→ **Brief**:
Reproduce every entry exactly, without alteration.
--- Start Available data ---
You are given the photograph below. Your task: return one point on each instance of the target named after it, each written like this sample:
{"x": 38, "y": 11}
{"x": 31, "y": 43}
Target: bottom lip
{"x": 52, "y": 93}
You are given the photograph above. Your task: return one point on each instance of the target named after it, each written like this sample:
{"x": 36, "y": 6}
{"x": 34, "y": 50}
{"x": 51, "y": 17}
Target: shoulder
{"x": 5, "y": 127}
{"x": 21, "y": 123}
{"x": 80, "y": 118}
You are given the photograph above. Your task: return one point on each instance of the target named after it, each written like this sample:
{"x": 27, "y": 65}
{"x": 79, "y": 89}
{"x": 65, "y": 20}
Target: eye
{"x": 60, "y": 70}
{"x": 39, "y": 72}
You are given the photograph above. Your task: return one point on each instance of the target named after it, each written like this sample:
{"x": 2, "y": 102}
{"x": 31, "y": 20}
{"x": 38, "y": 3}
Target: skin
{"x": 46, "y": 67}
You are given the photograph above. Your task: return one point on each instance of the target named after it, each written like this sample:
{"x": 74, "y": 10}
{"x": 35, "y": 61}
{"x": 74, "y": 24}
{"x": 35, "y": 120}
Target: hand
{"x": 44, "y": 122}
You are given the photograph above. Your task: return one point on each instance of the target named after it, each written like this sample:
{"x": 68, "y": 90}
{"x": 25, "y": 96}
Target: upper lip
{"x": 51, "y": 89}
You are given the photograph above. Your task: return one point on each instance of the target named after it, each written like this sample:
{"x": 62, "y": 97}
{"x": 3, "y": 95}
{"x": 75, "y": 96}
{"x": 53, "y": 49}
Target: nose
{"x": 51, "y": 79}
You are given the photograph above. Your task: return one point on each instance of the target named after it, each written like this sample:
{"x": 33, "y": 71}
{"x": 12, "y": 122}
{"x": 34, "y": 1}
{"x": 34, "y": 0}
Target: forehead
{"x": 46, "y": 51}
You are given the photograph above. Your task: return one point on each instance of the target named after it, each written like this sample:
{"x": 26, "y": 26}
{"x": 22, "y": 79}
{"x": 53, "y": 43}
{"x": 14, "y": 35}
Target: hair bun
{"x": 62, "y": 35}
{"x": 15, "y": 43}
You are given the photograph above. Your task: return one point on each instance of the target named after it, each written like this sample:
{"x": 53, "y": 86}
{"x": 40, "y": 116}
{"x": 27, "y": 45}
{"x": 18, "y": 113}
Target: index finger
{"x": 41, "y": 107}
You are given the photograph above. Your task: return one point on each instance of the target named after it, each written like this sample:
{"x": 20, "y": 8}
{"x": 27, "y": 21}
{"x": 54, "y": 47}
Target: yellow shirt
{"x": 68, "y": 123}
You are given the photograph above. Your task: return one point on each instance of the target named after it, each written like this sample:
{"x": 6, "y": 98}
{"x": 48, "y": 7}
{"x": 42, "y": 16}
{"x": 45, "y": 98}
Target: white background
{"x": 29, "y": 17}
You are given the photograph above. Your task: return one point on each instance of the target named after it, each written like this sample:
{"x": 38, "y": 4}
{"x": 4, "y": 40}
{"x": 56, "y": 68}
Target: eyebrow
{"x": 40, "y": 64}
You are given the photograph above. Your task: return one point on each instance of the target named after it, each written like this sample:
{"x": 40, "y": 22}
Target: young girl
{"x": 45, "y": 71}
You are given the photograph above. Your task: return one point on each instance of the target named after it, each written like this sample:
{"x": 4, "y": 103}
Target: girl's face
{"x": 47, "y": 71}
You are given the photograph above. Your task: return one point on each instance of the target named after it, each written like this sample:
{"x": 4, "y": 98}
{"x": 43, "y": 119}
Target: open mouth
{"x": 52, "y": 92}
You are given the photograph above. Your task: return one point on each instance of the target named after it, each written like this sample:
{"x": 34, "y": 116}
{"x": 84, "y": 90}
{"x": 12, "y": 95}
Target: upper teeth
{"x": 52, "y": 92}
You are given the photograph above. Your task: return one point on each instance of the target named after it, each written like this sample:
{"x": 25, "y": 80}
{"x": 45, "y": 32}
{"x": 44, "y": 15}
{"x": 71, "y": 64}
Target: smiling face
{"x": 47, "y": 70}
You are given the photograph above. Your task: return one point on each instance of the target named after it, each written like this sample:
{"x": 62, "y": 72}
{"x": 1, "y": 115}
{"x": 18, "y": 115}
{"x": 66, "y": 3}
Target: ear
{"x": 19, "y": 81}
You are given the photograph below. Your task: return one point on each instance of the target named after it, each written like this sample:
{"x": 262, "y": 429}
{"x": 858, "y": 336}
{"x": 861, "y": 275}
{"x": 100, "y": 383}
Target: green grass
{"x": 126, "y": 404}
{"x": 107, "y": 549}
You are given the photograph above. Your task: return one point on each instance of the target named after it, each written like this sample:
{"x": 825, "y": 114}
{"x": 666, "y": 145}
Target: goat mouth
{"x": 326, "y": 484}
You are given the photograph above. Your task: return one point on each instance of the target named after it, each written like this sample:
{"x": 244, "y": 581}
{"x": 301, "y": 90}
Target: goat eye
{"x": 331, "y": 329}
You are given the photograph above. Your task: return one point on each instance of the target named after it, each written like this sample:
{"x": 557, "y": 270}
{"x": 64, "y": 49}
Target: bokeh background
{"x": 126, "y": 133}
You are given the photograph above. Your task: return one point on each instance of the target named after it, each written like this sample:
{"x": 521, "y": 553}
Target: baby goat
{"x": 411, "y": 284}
--- End Available data ---
→ **Result of this exercise**:
You are given the photograph below. Your task: return one point on each instance of the target named after it, each written like this sample:
{"x": 38, "y": 11}
{"x": 31, "y": 43}
Target: bottom lip
{"x": 52, "y": 93}
You are given the photograph above. Your task: return one point on each instance of the target named after it, each written like this sample:
{"x": 36, "y": 6}
{"x": 34, "y": 50}
{"x": 51, "y": 17}
Target: shoulder
{"x": 5, "y": 127}
{"x": 21, "y": 123}
{"x": 80, "y": 118}
You are given the photograph above. Your task: return one point on each instance of the target named after it, each written like this sample:
{"x": 27, "y": 65}
{"x": 79, "y": 89}
{"x": 65, "y": 20}
Target: eye
{"x": 60, "y": 70}
{"x": 39, "y": 72}
You are given the photograph above. Your task: return one point on each instance of the target named after it, each written like this sample:
{"x": 2, "y": 102}
{"x": 31, "y": 20}
{"x": 38, "y": 3}
Target: skin
{"x": 46, "y": 67}
You are given the photograph above. Your task: return one point on each instance of the target named after it, each written like this sample:
{"x": 74, "y": 10}
{"x": 35, "y": 61}
{"x": 74, "y": 24}
{"x": 35, "y": 120}
Target: hand
{"x": 44, "y": 122}
You are given the photograph above. Your task: return one point on each instance of the target named after it, each written like this sample:
{"x": 68, "y": 90}
{"x": 25, "y": 96}
Target: upper lip
{"x": 51, "y": 89}
You are given the photograph above. Your task: return one point on each instance of the target named after it, each written like this sample:
{"x": 62, "y": 97}
{"x": 3, "y": 95}
{"x": 75, "y": 96}
{"x": 53, "y": 49}
Target: nose
{"x": 51, "y": 79}
You are given the photograph above. Your task: return one point on each instance of the target named after it, each written like this sample:
{"x": 33, "y": 71}
{"x": 12, "y": 122}
{"x": 34, "y": 1}
{"x": 34, "y": 0}
Target: forehead
{"x": 46, "y": 51}
You are given the photograph above. Your task: return one point on each instance of the target named after it, each written like this sample:
{"x": 26, "y": 26}
{"x": 22, "y": 79}
{"x": 53, "y": 43}
{"x": 14, "y": 35}
Target: hair bun
{"x": 62, "y": 35}
{"x": 15, "y": 43}
You are given the photograph above. Your task: return one point on each instance of the target named after it, each written like this sample:
{"x": 53, "y": 86}
{"x": 40, "y": 116}
{"x": 27, "y": 45}
{"x": 18, "y": 113}
Target: index finger
{"x": 41, "y": 107}
You are given the photograph above. Your task: return one point on each instance of the target named after it, each written like this sample:
{"x": 20, "y": 8}
{"x": 27, "y": 21}
{"x": 54, "y": 47}
Target: yellow shirt
{"x": 68, "y": 123}
You are given the photograph above. Your task: return one point on each instance of the target named after it, each written like this sample:
{"x": 6, "y": 98}
{"x": 48, "y": 7}
{"x": 42, "y": 16}
{"x": 45, "y": 98}
Target: white background
{"x": 29, "y": 17}
You are given the photograph above. Your task: return one point on each instance of the target named after it, each written like this sample:
{"x": 38, "y": 4}
{"x": 4, "y": 40}
{"x": 56, "y": 68}
Target: eyebrow
{"x": 40, "y": 64}
You are given the photograph above. Your task: return one point on each instance of the target named after it, each written like this sample:
{"x": 40, "y": 22}
Target: young girl
{"x": 45, "y": 71}
You are given the photograph above. Your task: return one point on each instance of the target named after it, each written like this sample:
{"x": 4, "y": 103}
Target: girl's face
{"x": 47, "y": 71}
You are given the photograph above. Your task: return one point on each instance of the target named after it, each written like this sample:
{"x": 4, "y": 98}
{"x": 43, "y": 119}
Target: open mouth
{"x": 52, "y": 92}
You are given the photograph above. Your task: return one point on each instance of the target named after it, each written like this sample:
{"x": 34, "y": 116}
{"x": 84, "y": 90}
{"x": 12, "y": 95}
Target: upper teeth
{"x": 52, "y": 92}
You are given the photograph above. Your task: return one point on each instance of the target named after it, each written like this sample:
{"x": 25, "y": 80}
{"x": 45, "y": 32}
{"x": 44, "y": 15}
{"x": 71, "y": 64}
Target: smiling face
{"x": 47, "y": 70}
You are given the photograph above. Your task: return one point on each instance of the target named after it, each written like this sample:
{"x": 62, "y": 72}
{"x": 1, "y": 115}
{"x": 18, "y": 115}
{"x": 66, "y": 3}
Target: ear
{"x": 19, "y": 81}
You are given the photograph below. Your task: return one point on each instance of the target named after it, each written like this sample:
{"x": 262, "y": 429}
{"x": 858, "y": 336}
{"x": 861, "y": 275}
{"x": 100, "y": 383}
Target: green grass
{"x": 126, "y": 404}
{"x": 107, "y": 549}
You are given the photograph above. Your task: return one point on each instance of the target named after it, each written like this sample:
{"x": 825, "y": 114}
{"x": 666, "y": 145}
Target: goat mouth
{"x": 326, "y": 484}
You are given the photograph above. Your task: return one point on each instance of the target named after it, each written like this sample:
{"x": 244, "y": 581}
{"x": 301, "y": 90}
Target: goat eye
{"x": 331, "y": 329}
You are given the photograph above. Your task: return one point on each instance of the target named after it, each written like this sample:
{"x": 557, "y": 270}
{"x": 64, "y": 49}
Target: bokeh background
{"x": 126, "y": 133}
You are given the photograph above. Your task: return one point on each instance of the target named after it, each written like this sample:
{"x": 521, "y": 553}
Target: baby goat
{"x": 411, "y": 284}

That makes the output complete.